»»

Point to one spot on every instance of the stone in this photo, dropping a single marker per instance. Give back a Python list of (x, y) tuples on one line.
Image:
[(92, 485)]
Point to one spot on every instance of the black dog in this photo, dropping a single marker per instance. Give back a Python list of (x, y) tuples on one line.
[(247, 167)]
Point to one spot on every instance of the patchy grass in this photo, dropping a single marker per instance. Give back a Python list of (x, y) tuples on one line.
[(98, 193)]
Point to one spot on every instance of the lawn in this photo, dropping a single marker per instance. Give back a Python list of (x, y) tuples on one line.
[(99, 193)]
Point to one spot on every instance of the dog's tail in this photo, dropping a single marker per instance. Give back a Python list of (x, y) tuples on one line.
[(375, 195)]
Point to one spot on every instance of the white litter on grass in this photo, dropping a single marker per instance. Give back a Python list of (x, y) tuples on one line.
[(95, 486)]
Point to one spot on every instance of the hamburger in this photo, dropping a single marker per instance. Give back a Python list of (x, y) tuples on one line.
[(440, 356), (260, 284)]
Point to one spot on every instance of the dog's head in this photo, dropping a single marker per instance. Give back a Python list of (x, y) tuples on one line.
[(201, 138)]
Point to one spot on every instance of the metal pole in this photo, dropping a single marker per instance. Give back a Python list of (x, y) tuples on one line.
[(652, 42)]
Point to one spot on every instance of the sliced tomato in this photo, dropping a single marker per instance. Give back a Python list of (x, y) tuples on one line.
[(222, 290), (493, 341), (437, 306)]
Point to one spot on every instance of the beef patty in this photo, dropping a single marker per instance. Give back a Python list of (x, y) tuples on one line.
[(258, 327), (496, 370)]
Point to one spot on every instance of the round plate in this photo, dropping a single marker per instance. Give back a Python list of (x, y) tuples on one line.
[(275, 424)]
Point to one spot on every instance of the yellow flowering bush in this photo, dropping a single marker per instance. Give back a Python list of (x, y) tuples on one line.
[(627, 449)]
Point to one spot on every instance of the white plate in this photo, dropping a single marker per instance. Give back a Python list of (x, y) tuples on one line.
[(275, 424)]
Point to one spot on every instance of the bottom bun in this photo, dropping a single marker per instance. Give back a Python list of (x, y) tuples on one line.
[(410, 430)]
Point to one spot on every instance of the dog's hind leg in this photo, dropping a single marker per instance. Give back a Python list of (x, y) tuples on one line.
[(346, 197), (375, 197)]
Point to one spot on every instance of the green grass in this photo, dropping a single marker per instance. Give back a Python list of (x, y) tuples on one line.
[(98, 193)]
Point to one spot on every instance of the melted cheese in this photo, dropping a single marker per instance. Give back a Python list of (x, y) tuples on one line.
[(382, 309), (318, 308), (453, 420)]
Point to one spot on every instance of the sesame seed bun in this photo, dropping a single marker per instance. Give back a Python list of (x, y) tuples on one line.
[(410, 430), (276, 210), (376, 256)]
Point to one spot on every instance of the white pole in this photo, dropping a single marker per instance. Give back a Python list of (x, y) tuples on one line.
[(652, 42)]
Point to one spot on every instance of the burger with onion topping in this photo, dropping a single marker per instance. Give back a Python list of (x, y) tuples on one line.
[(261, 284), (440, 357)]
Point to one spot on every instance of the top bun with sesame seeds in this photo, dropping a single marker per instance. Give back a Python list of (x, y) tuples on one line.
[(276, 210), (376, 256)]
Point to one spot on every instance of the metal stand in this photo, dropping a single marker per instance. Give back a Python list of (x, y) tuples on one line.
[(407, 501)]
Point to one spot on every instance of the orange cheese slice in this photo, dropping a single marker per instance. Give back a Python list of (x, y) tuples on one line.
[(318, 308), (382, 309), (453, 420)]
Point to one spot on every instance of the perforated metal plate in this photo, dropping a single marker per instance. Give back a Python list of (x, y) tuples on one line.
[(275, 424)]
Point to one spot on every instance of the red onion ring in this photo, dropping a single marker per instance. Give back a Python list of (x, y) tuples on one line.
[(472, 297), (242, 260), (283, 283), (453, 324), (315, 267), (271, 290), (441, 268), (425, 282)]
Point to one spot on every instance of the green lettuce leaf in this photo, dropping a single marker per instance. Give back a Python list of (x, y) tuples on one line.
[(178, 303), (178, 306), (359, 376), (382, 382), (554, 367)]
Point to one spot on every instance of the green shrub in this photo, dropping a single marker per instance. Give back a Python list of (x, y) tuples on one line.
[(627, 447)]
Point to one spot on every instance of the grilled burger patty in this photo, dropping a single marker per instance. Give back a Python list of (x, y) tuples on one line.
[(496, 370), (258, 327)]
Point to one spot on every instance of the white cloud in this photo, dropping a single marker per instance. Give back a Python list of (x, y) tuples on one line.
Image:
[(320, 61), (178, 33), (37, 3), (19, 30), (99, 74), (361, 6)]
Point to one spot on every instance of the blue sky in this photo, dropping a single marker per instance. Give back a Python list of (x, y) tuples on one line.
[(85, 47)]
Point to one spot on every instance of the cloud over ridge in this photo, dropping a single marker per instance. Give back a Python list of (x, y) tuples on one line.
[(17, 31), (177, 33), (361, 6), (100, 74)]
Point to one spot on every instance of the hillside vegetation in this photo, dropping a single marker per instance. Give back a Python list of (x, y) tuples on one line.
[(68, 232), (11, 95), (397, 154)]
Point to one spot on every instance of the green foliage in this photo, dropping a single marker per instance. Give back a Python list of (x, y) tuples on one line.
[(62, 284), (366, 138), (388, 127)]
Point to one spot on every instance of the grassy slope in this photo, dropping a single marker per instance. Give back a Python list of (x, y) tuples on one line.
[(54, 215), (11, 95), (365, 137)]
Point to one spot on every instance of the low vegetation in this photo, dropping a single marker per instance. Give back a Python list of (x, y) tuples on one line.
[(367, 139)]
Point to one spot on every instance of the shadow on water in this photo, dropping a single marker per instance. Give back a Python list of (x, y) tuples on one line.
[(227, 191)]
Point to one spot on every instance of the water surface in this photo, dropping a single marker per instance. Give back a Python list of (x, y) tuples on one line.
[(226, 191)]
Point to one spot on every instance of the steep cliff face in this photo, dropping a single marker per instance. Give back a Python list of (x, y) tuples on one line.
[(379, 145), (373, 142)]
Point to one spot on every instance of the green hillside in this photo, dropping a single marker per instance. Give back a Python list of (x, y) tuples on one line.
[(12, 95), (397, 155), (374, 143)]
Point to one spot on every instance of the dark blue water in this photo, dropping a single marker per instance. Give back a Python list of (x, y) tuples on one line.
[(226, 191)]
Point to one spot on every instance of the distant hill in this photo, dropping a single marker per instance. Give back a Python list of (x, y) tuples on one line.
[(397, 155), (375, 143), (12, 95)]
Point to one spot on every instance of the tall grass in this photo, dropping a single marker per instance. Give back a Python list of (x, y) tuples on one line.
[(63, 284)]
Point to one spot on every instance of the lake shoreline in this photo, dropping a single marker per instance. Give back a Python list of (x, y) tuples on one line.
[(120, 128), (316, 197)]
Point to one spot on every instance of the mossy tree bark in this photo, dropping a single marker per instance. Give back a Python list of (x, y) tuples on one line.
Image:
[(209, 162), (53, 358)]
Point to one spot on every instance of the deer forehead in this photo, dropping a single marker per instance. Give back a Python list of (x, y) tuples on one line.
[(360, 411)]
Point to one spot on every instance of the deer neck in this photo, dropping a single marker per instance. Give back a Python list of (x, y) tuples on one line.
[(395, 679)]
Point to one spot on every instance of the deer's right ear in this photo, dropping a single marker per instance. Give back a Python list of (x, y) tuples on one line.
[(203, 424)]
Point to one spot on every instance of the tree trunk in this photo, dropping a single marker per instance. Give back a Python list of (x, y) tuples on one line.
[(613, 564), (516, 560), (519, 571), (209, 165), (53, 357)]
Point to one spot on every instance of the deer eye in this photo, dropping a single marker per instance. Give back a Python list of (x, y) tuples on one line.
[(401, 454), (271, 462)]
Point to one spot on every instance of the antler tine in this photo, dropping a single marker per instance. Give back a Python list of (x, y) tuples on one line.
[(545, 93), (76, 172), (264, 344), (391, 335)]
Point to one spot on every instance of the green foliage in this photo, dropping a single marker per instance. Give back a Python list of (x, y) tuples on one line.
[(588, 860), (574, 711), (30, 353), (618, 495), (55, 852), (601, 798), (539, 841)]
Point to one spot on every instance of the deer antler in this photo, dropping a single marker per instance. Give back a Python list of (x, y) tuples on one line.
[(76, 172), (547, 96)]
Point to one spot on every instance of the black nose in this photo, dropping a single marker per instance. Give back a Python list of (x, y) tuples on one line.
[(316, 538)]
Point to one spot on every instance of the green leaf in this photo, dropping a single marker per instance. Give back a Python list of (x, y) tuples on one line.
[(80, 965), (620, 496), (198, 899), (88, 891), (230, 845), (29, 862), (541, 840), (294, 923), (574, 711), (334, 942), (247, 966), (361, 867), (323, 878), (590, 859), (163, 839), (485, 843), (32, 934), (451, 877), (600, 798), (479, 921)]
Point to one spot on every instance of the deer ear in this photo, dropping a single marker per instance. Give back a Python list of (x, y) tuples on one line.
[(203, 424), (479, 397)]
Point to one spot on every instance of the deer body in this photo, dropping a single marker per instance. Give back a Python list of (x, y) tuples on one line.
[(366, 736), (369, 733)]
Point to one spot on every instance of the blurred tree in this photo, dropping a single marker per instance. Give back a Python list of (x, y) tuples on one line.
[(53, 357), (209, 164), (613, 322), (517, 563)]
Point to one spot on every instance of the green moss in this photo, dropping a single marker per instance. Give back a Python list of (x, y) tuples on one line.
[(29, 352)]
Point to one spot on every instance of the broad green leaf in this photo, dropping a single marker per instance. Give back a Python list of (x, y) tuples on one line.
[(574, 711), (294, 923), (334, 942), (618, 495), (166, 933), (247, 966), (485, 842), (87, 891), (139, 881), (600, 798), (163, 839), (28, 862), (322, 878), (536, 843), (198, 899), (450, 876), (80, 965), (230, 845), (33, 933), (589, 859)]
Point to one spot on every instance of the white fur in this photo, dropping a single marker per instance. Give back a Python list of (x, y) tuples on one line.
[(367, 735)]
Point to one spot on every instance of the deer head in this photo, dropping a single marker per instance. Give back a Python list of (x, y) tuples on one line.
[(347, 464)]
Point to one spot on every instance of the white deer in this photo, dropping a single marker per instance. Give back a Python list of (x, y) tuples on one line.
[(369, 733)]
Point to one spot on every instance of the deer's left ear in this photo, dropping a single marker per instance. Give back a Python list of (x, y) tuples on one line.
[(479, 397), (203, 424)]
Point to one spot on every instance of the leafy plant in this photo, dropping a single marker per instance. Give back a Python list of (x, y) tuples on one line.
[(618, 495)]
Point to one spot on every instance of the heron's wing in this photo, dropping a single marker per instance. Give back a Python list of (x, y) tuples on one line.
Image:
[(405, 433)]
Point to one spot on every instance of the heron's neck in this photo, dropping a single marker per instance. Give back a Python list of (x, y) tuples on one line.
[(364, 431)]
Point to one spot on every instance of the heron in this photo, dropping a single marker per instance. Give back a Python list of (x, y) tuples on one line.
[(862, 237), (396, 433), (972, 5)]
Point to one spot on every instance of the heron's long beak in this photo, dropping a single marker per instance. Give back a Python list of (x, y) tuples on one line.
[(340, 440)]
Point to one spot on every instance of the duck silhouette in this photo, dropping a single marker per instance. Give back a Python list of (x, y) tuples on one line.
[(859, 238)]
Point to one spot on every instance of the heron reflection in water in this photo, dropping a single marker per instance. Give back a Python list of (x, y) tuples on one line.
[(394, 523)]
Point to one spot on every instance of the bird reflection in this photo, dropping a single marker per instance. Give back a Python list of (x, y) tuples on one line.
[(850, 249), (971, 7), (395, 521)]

««

(Task prompt) Your response should be the exact lines running from the one with "Point to one spot on every instance of the heron reflection" to the final line of the material above.

(Final answer)
Point to one spot on every instance of the heron reflection in water in this photo, dropping a single marker per instance. Give back a Python list of (x, y) tuples on one line.
[(394, 523)]
Point to one spot on every instance of the bird reflection in this photo, dropping a single marker per instance. Give back a Python list of (x, y) tuples on one line.
[(850, 249), (971, 7), (395, 521)]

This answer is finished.